**WRITTEN INSTRUCTION:** Filter the listing below, keeping every line that contains the string "rose", and copy those lines out.

Records from a data source

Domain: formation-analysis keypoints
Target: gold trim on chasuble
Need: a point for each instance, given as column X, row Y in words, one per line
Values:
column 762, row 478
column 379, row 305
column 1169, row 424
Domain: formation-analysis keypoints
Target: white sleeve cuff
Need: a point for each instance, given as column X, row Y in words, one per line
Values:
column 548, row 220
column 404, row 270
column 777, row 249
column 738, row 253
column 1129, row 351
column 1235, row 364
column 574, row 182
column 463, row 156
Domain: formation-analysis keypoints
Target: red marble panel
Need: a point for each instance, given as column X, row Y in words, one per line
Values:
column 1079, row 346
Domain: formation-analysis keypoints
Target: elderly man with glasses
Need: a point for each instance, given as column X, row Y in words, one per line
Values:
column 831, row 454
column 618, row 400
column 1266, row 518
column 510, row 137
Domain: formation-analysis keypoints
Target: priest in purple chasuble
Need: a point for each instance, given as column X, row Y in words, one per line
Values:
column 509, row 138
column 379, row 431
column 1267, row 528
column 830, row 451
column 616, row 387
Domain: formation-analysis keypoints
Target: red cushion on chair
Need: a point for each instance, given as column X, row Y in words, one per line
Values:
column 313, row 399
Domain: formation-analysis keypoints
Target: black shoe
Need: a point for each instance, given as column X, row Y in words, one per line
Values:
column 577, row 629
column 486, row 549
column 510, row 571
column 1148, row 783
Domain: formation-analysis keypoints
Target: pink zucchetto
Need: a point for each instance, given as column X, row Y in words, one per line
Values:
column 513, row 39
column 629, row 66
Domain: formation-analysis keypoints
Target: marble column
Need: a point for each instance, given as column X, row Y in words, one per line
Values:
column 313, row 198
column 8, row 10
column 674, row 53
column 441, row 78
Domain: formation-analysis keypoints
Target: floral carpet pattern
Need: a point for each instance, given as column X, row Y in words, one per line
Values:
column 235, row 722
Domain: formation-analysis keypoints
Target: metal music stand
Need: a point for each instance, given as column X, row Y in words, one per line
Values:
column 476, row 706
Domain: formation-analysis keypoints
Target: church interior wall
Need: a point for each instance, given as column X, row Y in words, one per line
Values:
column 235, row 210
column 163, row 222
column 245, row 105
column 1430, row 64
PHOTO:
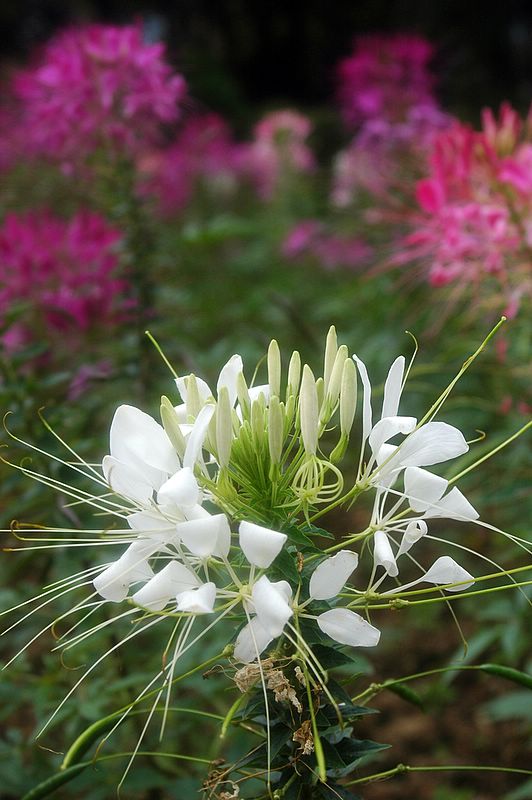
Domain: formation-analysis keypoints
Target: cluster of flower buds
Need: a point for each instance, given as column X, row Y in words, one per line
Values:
column 266, row 460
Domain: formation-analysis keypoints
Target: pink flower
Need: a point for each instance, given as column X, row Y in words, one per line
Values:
column 475, row 217
column 203, row 154
column 97, row 86
column 278, row 150
column 64, row 272
column 384, row 78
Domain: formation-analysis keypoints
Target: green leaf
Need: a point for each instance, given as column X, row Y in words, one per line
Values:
column 343, row 757
column 333, row 791
column 285, row 567
column 315, row 531
column 48, row 786
column 511, row 674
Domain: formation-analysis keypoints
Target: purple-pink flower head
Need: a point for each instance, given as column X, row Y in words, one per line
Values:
column 384, row 78
column 64, row 272
column 278, row 149
column 475, row 207
column 203, row 154
column 94, row 87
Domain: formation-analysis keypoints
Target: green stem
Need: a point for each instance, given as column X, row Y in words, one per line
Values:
column 491, row 452
column 403, row 603
column 403, row 768
column 90, row 734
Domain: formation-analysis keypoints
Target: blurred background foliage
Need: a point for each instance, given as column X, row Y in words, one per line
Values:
column 213, row 276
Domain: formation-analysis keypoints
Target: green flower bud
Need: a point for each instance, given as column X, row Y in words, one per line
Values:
column 308, row 411
column 172, row 427
column 274, row 369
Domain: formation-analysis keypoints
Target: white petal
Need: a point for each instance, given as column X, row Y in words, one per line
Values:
column 137, row 438
column 392, row 388
column 414, row 531
column 181, row 489
column 197, row 601
column 383, row 554
column 270, row 606
column 228, row 377
column 113, row 583
column 453, row 506
column 422, row 488
column 202, row 536
column 385, row 428
column 446, row 570
column 252, row 640
column 255, row 392
column 153, row 525
column 260, row 545
column 126, row 480
column 431, row 444
column 366, row 403
column 330, row 576
column 203, row 389
column 197, row 435
column 174, row 578
column 346, row 627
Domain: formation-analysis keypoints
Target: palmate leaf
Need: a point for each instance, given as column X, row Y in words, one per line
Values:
column 341, row 758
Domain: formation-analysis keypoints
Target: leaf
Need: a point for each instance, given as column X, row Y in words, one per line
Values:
column 314, row 530
column 48, row 786
column 343, row 757
column 511, row 674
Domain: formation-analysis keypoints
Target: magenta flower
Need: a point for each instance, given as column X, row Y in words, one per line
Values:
column 385, row 78
column 63, row 271
column 475, row 217
column 386, row 93
column 204, row 154
column 278, row 150
column 97, row 86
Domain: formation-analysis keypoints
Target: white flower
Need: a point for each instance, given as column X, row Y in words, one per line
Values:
column 330, row 576
column 426, row 494
column 430, row 444
column 347, row 627
column 197, row 601
column 272, row 605
column 172, row 580
column 260, row 545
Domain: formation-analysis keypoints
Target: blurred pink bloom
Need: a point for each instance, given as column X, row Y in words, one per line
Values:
column 386, row 93
column 277, row 150
column 384, row 78
column 332, row 251
column 97, row 86
column 204, row 153
column 475, row 204
column 63, row 271
column 87, row 375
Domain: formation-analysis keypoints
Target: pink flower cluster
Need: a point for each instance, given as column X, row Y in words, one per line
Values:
column 64, row 272
column 309, row 237
column 278, row 149
column 98, row 86
column 476, row 205
column 385, row 92
column 385, row 78
column 203, row 154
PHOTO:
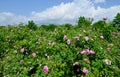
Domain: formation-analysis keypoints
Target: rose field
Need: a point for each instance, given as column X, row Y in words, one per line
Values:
column 84, row 50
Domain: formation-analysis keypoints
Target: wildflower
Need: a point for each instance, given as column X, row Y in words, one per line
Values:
column 108, row 49
column 91, row 52
column 65, row 37
column 68, row 41
column 30, row 30
column 21, row 61
column 37, row 42
column 45, row 69
column 84, row 31
column 107, row 62
column 76, row 63
column 104, row 19
column 83, row 52
column 86, row 38
column 76, row 38
column 53, row 43
column 85, row 60
column 34, row 54
column 15, row 51
column 22, row 50
column 31, row 68
column 102, row 37
column 25, row 68
column 85, row 70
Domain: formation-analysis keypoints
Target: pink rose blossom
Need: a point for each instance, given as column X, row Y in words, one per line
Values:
column 86, row 38
column 68, row 41
column 22, row 50
column 85, row 70
column 76, row 38
column 45, row 69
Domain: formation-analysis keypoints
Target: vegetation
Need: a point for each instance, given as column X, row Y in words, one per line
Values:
column 84, row 50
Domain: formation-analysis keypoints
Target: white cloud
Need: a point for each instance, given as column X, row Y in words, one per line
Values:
column 63, row 13
column 100, row 1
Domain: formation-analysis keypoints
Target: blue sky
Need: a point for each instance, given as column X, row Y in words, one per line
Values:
column 55, row 11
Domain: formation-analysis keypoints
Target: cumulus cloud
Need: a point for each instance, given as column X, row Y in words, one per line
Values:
column 10, row 18
column 100, row 1
column 63, row 13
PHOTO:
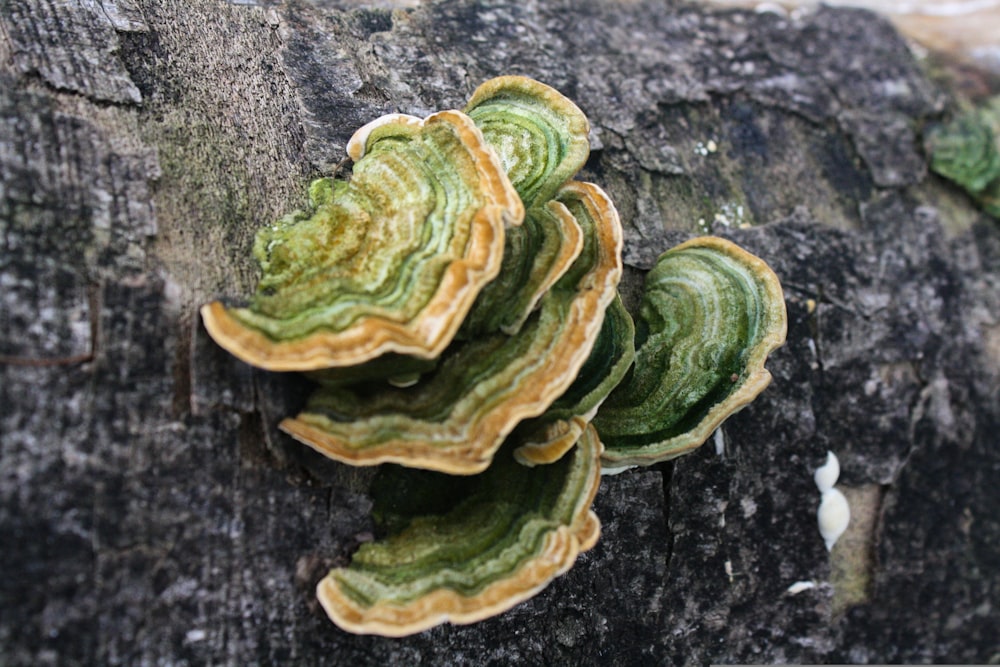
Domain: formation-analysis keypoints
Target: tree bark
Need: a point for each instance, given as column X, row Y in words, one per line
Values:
column 153, row 514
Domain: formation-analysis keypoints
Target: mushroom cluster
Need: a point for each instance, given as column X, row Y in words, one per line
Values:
column 966, row 151
column 455, row 301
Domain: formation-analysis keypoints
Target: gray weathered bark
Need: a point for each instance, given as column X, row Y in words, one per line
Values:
column 150, row 511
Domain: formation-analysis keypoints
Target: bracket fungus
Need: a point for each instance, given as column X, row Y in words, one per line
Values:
column 710, row 316
column 471, row 550
column 455, row 302
column 390, row 261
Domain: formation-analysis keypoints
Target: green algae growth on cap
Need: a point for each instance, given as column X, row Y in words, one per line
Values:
column 539, row 134
column 390, row 261
column 710, row 316
column 464, row 550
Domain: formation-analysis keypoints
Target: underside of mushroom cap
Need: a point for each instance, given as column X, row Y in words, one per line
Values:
column 711, row 315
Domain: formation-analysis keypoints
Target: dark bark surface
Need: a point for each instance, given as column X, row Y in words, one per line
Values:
column 152, row 514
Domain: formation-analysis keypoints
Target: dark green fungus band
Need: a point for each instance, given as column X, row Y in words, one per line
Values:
column 966, row 150
column 547, row 437
column 456, row 416
column 710, row 316
column 390, row 261
column 536, row 255
column 461, row 551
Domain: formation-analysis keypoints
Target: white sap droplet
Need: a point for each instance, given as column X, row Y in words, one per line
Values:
column 833, row 516
column 828, row 473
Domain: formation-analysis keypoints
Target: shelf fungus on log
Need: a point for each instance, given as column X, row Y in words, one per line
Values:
column 539, row 134
column 548, row 437
column 457, row 415
column 461, row 550
column 390, row 261
column 710, row 315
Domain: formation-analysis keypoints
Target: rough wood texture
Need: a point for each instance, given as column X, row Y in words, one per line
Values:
column 151, row 513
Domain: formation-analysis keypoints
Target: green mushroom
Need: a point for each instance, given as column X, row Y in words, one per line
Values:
column 456, row 416
column 390, row 261
column 710, row 316
column 463, row 550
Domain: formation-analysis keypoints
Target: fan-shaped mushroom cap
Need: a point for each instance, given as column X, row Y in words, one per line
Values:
column 463, row 550
column 390, row 261
column 456, row 416
column 711, row 314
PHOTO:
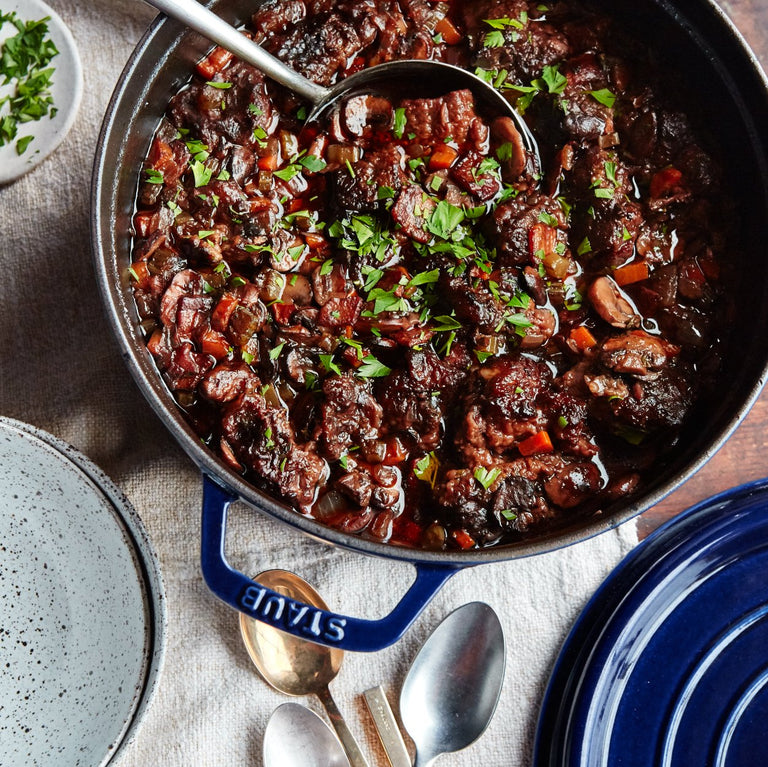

**THE SOLUTION:**
Target: rose field
Target: pink rose blossom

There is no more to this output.